**Records shown:**
★ ★ ★ ★ ★ ★ ★
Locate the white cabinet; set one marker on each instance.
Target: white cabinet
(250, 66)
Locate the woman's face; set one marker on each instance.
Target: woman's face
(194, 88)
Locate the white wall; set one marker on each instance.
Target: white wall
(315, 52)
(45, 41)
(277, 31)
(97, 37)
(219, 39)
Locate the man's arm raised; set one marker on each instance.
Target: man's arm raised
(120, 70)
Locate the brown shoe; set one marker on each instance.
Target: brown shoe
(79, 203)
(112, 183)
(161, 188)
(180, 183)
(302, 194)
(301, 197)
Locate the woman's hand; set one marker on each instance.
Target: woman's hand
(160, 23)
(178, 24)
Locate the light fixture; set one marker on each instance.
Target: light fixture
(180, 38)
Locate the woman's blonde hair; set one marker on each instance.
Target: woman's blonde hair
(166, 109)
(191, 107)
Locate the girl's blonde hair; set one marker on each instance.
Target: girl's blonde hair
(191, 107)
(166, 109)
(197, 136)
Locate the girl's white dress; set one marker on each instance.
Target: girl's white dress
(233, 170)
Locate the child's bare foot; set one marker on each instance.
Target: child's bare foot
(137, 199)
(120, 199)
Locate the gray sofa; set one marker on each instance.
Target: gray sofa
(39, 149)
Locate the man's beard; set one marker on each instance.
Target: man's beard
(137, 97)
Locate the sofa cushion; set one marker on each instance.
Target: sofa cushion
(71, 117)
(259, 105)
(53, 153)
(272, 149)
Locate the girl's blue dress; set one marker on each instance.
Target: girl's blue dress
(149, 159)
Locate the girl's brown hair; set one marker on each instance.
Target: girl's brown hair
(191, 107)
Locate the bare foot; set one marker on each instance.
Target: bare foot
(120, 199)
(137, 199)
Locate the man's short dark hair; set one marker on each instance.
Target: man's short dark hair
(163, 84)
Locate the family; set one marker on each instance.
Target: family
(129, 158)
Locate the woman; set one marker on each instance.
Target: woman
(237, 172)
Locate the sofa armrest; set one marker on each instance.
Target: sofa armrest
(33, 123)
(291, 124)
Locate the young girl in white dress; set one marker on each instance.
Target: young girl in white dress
★ ★ ★ ★ ★ ★ ★
**About this exercise:** Extract the lines of the preceding material that run from the line with "Locate the brown" through the line with "Locate the girl's blue", inclusive, reproducing them exactly and adding nothing.

**Output for this task:**
Locate the brown shoe; set one marker on each instance.
Target: brown shoe
(79, 203)
(112, 183)
(161, 188)
(180, 183)
(302, 194)
(301, 197)
Locate the woman's hand; set one marker on each instance.
Target: woman's hand
(160, 23)
(178, 24)
Locate the light fixture; set one marker on each instance.
Target: light fixture
(180, 38)
Locate the woman's blonde hair; set one marker on each instance.
Target: woman's blonde hair
(166, 109)
(191, 107)
Locate the girl's blonde hair; set one marker on each instance.
Target: girl's blonde hair
(191, 107)
(166, 109)
(197, 136)
Locate the girl's white dress; set one marker on each instance.
Target: girl's white dress
(233, 170)
Locate the child's bare foot; set one marker on each instance.
Target: child's bare foot
(137, 199)
(120, 199)
Locate the gray sofa; set one marker on each instance.
Target: gray sofa
(39, 149)
Locate the man's beard; set one marker on each instance.
Target: man's beard
(137, 97)
Locate the sofa cushion; set one marker on each instance.
Target: sofa cushion
(71, 117)
(259, 105)
(53, 153)
(272, 149)
Locate the girl's blue dress; set one marker on each instance.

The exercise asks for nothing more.